# [The tasks]
1. Name every person the post on Beethoven's Seventh Symphony mentions by name.
2. Answer these questions from the Beethoven Seventh Symphony post:
(a) To whom was Beethoven's Third Symphony first dedicated?
(b) What date heads the Immortal Beloved letter?
(c) What does the post call the "Von" in Beethoven's name?
3. Carry on the post about Beethoven's Seventh Symphony from its last line.

# [Passage given]

Retreat from Moscow 1812, painting by Prianishnikov
And here we go, continuing our three part survey of the Beethoven Symphony #7, which we began last week with Part 1 about the first movement.
And so the DailyKos Beethoven Festival of 2011 continues!
The painting above is about events contemporaneous with the Symphony #7, Napoleon's retreat from Moscow, trudging home in defeat through the bitter snow. The events of the Napoleonic Wars dominated much of the time of Beethoven's most prolific period of composition. His Third Symphony, which we'll get to this January, was at first dedicated to Napoleon Bonaparte, whom he saw, at that time, as Europe's savior, some one at last come to break down the aristocratic class structure of Europe that Beethoven hated. Beethoven later changed his mind about Napoleon and renamed his Third Symphony, but his antipathy for the nobility endured and is a key part of what made him tick.
Take his name, for instance: Ludwig Von Beethoven. Where did that Von come from? It was an affectation, an attempt to make himself sound as if he came from a higher station. Nuh uh. Beethoven came from common stock, son of a violent drunken lout who tried to exploit him as a child prodigy.
My favorite clip from the film Immortal Beloved, Gary Oldman as Beethoven:
The film Immortal Beloved takes its name from a famous love letter of Beethoven's that was written contemporaneously with the first performances of the Seventh. Just who Beethoven's Immortal Beloved was has long been a matter of speculation.
As I noted last week, the Seventh Symphony comes at a time right around the end of Beethoven's prolific Middle Period, before his less prolific but more creative Late Period. What was happening in Beethoven's life at this time that was threatening his talent? The answer seems to be chick problems.
From the Immortal Beloved letter:
6th July, 1812
My angel, my everything, my very self. – only a few words today, and in pencil (with yours) - I shall not be certain of my rooms here until tomorrow – what an unnecessary waste of time - why this deep grief, where necessity speaks - can our love exist but by sacrifices, by not demanding everything. Can you change it, that you are not completely mine, that I am not completely yours? Oh God, look upon beautiful Nature and calm your mind about what must be – love demands everything and completely with good reason, that is how it is for me with you, and for you with me - only you forget too easily, that I must live for myself and for you as well, if we were wholly united, you would not feel this as painfully, just as little as I would [...]
"Can you change it that you are not completely mine?"

(Labeled area outline items)
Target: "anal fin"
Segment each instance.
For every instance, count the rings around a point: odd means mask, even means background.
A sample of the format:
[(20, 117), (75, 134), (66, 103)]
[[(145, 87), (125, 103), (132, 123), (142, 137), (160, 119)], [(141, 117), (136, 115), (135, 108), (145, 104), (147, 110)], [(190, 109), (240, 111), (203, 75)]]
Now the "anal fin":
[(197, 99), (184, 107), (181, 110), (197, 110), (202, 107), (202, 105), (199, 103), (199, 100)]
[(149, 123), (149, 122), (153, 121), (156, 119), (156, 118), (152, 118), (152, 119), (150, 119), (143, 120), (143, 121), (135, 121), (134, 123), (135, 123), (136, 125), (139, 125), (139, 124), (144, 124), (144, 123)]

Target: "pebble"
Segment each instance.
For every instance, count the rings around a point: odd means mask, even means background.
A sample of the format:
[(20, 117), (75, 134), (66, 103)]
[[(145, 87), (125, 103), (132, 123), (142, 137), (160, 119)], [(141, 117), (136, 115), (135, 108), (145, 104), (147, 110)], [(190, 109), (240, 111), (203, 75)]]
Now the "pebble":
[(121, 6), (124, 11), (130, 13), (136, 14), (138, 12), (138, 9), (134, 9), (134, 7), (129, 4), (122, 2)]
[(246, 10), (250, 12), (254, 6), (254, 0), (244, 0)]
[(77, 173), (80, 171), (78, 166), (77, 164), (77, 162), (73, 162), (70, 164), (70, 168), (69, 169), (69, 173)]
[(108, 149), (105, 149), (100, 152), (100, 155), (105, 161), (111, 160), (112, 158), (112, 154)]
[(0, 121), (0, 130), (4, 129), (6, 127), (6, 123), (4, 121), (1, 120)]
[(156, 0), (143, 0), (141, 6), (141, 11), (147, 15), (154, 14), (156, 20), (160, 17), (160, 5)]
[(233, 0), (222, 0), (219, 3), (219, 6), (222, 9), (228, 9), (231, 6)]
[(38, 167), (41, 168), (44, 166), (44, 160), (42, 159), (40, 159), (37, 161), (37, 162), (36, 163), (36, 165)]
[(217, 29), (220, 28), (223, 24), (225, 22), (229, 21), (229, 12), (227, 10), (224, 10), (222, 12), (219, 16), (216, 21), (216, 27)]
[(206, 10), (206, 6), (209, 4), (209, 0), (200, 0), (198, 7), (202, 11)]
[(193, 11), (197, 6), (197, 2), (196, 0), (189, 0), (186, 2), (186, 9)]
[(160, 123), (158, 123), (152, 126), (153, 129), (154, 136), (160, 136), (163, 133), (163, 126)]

# [Expected responses]
1.
Prianishnikov
Ludwig Von Beethoven
Napoleon Bonaparte
Gary Oldman

2.
(a) Napoleon Bonaparte
(b) 6th July, 1812
(c) An affectation, an attempt to make himself sound as if he came from a higher station

3.
The Hungarian Countesses Josephine and Theresa Brunsvik
There were many suspects as to whom the letter of 1812 was addressed. Much of it focused on these two women. The one on the left is Theresa Brunsvick, to whom Beethoven dedicated his Piano Sonata #24, titled "A Therese." She was a devoted Beethoven camp follower and wrote worshipful letters to him, and he was publicly affectionate with her. But since the 1957 republication of a cache of love correspondence to and from Josephine, some of it very, er, personal, the weight of the evidence has come down more solidly on the Immortal Beloved being Theresa's married sister in the above drawing. The correspondence suggested that they had an on-again, off-again relationship of many years.
Beethoven was a musician at a time when musicians were lackeys, even great composer musicians. Beethoven repeatedly ran headfirst into the problem of his taste in women being unequal to his class.
Wikipedia on Josephine Brunsvick"
Beethoven later admitted that he had to suppress his love of Josephine,[3], and she felt “enthusiastic” about him,[4]. However, it was to the much older Joseph Count Deym (born 1752) to whom she was given in marriage – her mother needed a wealthy son-in-law of equal social standing.
Beethoven continued to be her piano instructor after she married Count Deym.
Here's a piece that Beethoven wrote and dedicated to Josephine during this time period, the Andante Favori. We have enough time to indulge ourselves before going back to Beethoven's Seventh, right?
Andante Favori by Beethoven, performed by Sviatoslav Richter
Josephine's second marriage was apparently unhappy almost from the beginning. In 1812...
1812 [...] Josephine’s main concern was to retain the custodianship of her four children by Deym, and she managed to find a new modus vivendi with her estranged [second] husband in August 1812.[20] The main point of this new marriage contract was that Stackelberg had it in writing that he could leave her any time – which he subsequently did when a daughter, Minona, was born on 8 April 1813 (it is possible that he suspected that she could not have been his child).
Now here we have a puzzle, don't we? If Minona was suspected to NOT be her husband's daughter, well, let's do a little bit of mathematics here... Who could the father be? There is some suspicion, but unconfirmable, that Minona was Beethoven's child.
Late Update: I found a site with a picture of Minona. I photoshopped it to set it next to a portrait of the young Ludwig von B. for comparison's sake.
Separation
In 1814, Stackelberg turned up again to pick up “his” children (including Minona). Josephine refused, so he called the police to remove the three toddlers forcefully. However, as it turned out, Stackelberg did not take the children to his home in Estonia – instead he went to travel the world again, having dumped them at a deacon’s place in Bohemia.[21]
How nice of him.
Josephine's life moved on, and much of the rest of it is dismal and doesn't seem to include Beethoven.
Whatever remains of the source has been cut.